▶ _Directions_:
For the string "black", find every matching line in the records and copy it.

BEGIN Given entries

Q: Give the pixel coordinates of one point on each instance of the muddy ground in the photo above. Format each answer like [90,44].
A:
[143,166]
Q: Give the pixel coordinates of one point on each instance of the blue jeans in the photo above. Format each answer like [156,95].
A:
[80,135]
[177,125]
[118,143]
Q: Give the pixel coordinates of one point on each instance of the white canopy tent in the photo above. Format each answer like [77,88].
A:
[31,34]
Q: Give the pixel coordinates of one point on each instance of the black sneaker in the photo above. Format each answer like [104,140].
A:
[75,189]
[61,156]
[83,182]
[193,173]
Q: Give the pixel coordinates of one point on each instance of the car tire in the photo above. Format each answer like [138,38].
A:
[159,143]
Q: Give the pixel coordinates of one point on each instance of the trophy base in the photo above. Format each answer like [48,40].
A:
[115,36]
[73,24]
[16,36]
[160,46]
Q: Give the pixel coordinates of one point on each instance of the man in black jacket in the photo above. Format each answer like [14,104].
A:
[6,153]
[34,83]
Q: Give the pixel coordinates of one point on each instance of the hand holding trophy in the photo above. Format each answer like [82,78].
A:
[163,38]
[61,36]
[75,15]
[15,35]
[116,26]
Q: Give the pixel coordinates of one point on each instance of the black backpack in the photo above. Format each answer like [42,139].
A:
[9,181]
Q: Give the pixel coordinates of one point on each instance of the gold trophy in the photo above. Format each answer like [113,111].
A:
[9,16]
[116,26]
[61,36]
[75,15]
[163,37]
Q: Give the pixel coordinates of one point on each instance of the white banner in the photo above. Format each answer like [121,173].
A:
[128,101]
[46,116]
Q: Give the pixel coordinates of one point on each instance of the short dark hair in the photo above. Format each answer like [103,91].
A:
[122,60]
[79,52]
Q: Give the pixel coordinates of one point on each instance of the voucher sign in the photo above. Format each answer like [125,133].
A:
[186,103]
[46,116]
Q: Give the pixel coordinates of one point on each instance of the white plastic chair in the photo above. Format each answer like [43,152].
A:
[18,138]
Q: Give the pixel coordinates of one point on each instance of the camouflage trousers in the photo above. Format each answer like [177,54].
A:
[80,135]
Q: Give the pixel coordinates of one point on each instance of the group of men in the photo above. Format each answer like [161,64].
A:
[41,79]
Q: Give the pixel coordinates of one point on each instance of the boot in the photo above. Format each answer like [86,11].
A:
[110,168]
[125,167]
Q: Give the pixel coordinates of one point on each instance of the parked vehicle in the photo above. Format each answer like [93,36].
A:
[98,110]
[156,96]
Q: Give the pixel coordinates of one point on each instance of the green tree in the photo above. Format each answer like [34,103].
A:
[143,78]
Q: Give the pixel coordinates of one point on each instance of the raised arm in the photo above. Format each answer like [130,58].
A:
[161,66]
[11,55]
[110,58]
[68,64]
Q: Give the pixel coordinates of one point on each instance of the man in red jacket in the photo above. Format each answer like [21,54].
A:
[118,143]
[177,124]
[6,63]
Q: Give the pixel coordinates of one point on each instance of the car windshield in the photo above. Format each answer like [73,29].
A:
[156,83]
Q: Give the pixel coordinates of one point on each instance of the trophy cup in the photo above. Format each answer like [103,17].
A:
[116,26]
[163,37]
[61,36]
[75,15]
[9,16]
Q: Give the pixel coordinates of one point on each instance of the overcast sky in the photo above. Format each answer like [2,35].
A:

END Given entries
BEGIN Given entries

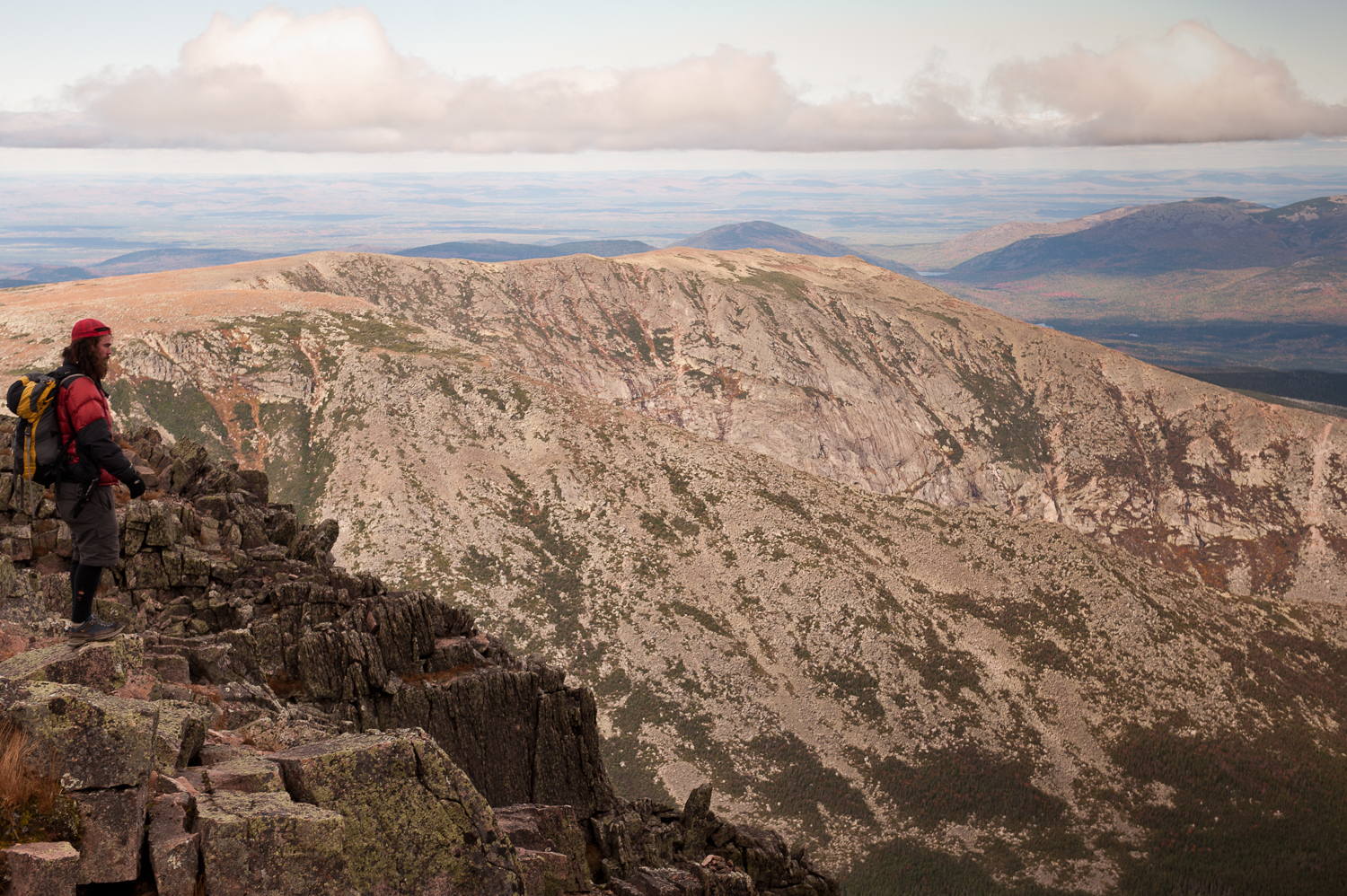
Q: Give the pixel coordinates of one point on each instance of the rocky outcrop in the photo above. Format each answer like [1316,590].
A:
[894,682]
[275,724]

END Given entries

▶ _Task solution_:
Q: Give the pixel coordinates of one point on each instance of the black sneaker in the photo above. Format each answer like [104,140].
Q: Give the pixel coordinates of one point on each instance of the man in black jacket in the photo above. Format each answer like [14,104].
Q: Give the pixel coordinates of one point on each instance of the black backpack in the photo above. Format each answer like [42,139].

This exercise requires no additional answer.